Work instruction
Using the listing below, please count the lines that contain the string "smooth". Only the number is wanted.
[Start of section]
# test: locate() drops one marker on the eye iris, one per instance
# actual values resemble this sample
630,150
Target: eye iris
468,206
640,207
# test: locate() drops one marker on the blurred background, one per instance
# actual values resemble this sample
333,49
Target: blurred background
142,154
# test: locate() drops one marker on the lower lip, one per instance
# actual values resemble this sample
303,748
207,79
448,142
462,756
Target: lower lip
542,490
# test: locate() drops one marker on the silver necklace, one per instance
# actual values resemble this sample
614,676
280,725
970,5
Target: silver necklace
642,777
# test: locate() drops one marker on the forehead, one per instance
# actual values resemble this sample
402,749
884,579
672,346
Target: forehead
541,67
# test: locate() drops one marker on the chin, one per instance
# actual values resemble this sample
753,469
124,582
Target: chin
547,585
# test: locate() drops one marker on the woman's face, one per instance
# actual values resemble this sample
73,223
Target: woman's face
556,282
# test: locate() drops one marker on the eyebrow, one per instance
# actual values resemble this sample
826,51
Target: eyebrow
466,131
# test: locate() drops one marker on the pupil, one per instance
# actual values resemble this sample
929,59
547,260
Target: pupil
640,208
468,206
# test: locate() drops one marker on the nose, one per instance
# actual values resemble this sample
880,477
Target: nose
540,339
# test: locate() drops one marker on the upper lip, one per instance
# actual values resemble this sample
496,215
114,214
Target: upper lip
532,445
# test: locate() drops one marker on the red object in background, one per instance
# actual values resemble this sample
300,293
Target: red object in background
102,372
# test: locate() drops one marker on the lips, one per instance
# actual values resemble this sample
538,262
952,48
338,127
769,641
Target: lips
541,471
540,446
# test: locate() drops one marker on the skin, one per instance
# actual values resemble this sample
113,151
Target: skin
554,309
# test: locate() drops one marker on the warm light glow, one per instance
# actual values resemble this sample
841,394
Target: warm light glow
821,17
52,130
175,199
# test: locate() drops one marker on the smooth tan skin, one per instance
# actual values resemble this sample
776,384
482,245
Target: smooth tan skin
[End of section]
Solution for this task
2